## PROBLEM REQUIREMENTS
From the listing below, copy only the lines from the line that contains "output: a list" to the line that contains "holes: even-odd rule", counting those two lines as part of the copy.
DATA FOR THIS EXERCISE below:
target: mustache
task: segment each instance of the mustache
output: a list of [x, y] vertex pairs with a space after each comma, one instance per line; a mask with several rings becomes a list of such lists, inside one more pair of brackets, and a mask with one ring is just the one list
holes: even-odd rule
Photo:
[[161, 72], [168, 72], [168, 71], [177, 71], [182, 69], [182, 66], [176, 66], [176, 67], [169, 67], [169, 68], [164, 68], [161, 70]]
End of DATA FOR THIS EXERCISE.
## WRITTEN SOLUTION
output: a list of [x, y] vertex pairs with a space after each comma, one instance per line; a mask with several rings becomes a list of such lists, inside one more pair of brackets, and a mask with one ring is just the one list
holes: even-odd rule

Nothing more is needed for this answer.